> [TASK REQUIREMENTS]:
1 – In the passage about Altamira, who described Santillana del Mar as "the most beautiful village in Spain"?
2 – List every place that the passage about Altamira names as lying north or south of Altamira.
3 – Copy the part of the passage about Altamira that starts at "In 1879 one" and ends at "apology made posthumously.".

> [PASSAGE TO READ]:
● ● ● ● ●

Altamira stands on a hillside in rural Cantabria 30km West of Santander. To the North the land slopes easily past the butter-coloured stone houses and museums of Santillana del Mar – described by Jean Paul Sartre as “the most beautiful village in Spain”, – over rolling countryside where buff-coloured cattle graze on fragrant grasses, their bells tinkling in the breeze and on towards the long sandy beaches of Comillas. To the South the landscape gathers momentum culminating in the mountains of the Reserva Nacional de Saja and further again to the towering peaks of Los Picos de Europa; a nature lover’s paradise whose skies are filled with birds of prey and its forests run with wildlife.
In 1879 one Marcelino Salz de Sautuola, a learned man with an inquisitive mind who lived close to Altamira, was exploring a cave with his young daughter when she uttered the famous words “Mira papa, bueyes!”, “look father, oxen!” And so it was that the Caves of Altamira had been rediscovered having gone unseen for millennia. Sautuola published his findings but was scoffed at by his peers. In 1888, dejected by disbelief, he died a broken man. It wasn’t until the discovery of a group of caves in France’s Dordogne some years later, containing similar paintings to those found by Sautuola, was his discovery given credence and a public apology made posthumously.

● ● ● ● ●

> [PROVIDED INFORMATION]:
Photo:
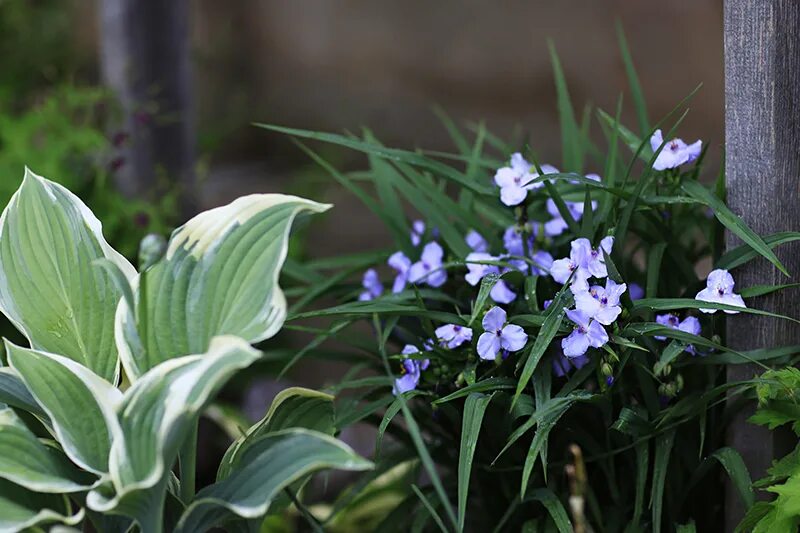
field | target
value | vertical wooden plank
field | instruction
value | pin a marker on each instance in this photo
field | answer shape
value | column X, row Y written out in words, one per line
column 145, row 60
column 762, row 141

● ● ● ● ●

> [EXPECTED OUTPUTS]:
1 – Jean Paul Sartre

2 – Santillana del Mar, Comillas, the Reserva Nacional de Saja, Los Picos de Europa

3 –
In 1879 one Marcelino Salz de Sautuola, a learned man with an inquisitive mind who lived close to Altamira, was exploring a cave with his young daughter when she uttered the famous words “Mira papa, bueyes!”, “look father, oxen!” And so it was that the Caves of Altamira had been rediscovered having gone unseen for millennia. Sautuola published his findings but was scoffed at by his peers. In 1888, dejected by disbelief, he died a broken man. It wasn’t until the discovery of a group of caves in France’s Dordogne some years later, containing similar paintings to those found by Sautuola, was his discovery given credence and a public apology made posthumously.